• **EXERCISE REQUIREMENTS**
Put the lines of the records into a numbered list, running from the start of the records through the line holding "[315,738,1199,952]", both ends included. Skip blank lines and leave the pictures out.

• **MATERIAL SUPPLIED**
+ + + +
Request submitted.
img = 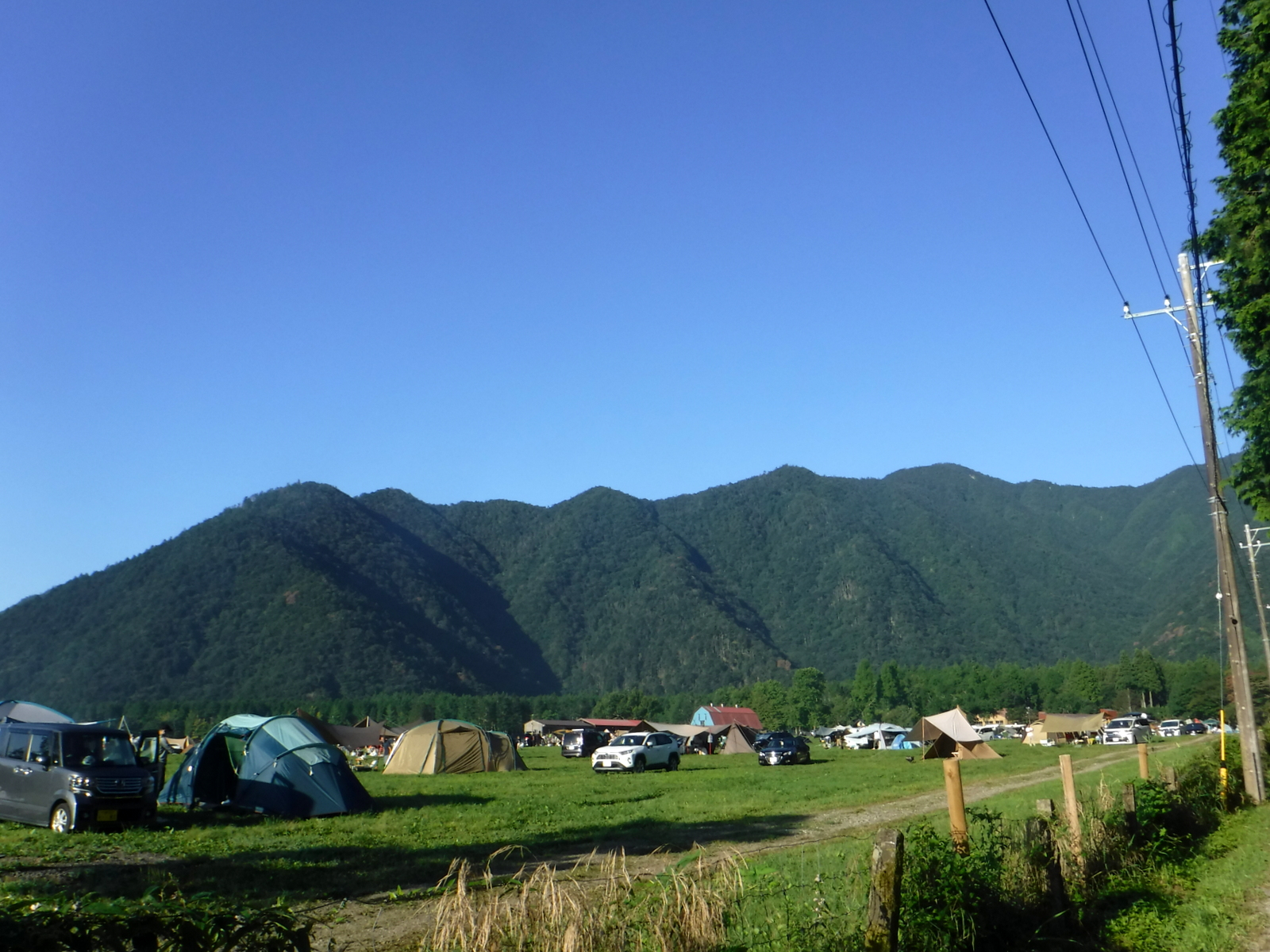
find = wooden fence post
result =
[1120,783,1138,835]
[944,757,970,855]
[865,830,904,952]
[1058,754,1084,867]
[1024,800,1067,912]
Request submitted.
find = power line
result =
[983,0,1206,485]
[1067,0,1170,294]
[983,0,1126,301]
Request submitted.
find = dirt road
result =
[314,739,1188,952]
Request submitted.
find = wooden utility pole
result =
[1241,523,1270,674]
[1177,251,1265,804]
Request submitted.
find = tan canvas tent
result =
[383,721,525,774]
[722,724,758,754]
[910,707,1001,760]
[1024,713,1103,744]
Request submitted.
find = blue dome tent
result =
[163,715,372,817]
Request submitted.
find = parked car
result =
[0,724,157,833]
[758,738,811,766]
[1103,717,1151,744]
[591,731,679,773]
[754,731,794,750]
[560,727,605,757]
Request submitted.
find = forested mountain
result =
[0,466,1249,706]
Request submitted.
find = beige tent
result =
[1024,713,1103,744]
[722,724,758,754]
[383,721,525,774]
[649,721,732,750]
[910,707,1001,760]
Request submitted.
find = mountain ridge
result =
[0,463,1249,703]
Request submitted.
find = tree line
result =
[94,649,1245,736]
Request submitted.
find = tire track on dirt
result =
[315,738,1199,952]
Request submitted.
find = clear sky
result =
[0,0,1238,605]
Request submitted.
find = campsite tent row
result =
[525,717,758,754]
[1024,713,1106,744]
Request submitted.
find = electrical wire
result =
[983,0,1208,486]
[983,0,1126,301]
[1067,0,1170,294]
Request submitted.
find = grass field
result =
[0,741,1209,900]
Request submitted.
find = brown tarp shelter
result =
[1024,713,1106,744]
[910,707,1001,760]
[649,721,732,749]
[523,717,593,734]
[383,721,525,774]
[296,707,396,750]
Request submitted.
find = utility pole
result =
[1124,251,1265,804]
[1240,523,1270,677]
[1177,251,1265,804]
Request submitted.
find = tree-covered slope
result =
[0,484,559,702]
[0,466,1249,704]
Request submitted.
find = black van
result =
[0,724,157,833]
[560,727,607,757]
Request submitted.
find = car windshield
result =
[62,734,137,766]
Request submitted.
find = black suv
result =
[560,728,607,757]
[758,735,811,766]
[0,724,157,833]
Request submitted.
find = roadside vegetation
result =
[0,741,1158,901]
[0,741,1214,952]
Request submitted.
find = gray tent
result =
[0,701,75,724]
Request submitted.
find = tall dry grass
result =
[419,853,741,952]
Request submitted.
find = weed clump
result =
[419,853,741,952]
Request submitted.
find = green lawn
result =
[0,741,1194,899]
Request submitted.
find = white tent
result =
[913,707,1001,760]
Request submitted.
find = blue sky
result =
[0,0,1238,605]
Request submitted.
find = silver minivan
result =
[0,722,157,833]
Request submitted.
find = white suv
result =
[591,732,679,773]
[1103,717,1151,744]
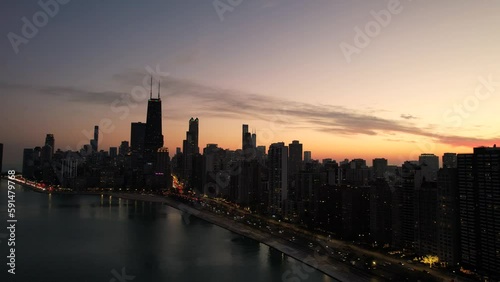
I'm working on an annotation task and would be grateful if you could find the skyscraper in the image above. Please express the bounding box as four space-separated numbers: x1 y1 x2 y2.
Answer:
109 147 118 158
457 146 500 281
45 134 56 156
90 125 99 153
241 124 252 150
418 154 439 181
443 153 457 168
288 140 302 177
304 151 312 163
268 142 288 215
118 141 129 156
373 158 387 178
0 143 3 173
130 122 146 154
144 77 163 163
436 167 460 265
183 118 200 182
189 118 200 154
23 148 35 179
+ + + +
• **RESPONSE TO THIS TASK**
1. Request submitted.
2. img = 
3. find = wooden fence post
4. result =
5. [1120,783,1138,835]
6. [944,757,970,855]
7. [865,830,904,952]
8. [1058,754,1084,867]
9. [1024,800,1067,912]
10. Request submitted.
11. find = power line
12. result =
13. [983,0,1206,485]
14. [1067,0,1170,294]
15. [983,0,1126,301]
16. Request submitted.
17. find = dirt road
18. result =
19. [314,739,1188,952]
20. Request submitted.
21. find = wooden utility pole
22. result =
23. [1241,523,1270,674]
24. [1177,251,1265,804]
25. Request submitted.
26. find = tan canvas tent
27. result =
28. [383,721,525,774]
29. [722,724,758,754]
30. [910,707,1001,760]
31. [1024,713,1103,744]
32. Request submitted.
33. find = blue dome tent
34. result =
35. [163,715,372,817]
36. Request submitted.
37. find = parked car
38. result =
39. [0,724,157,833]
40. [758,738,811,766]
41. [1103,717,1151,744]
42. [591,731,679,773]
43. [754,731,794,750]
44. [560,727,605,757]
45. Request submitted.
46. find = forested mountain
47. result =
48. [0,466,1249,706]
49. Request submitted.
50. find = beige tent
51. result =
52. [1024,713,1103,744]
53. [722,724,758,754]
54. [383,721,525,774]
55. [649,721,732,750]
56. [910,707,1001,760]
57. Request submitted.
58. find = mountain ridge
59. result =
60. [0,463,1249,703]
61. Request submitted.
62. find = tree line
63. result =
64. [94,649,1245,736]
65. Request submitted.
66. find = tire track on dirt
67. result =
68. [315,738,1199,952]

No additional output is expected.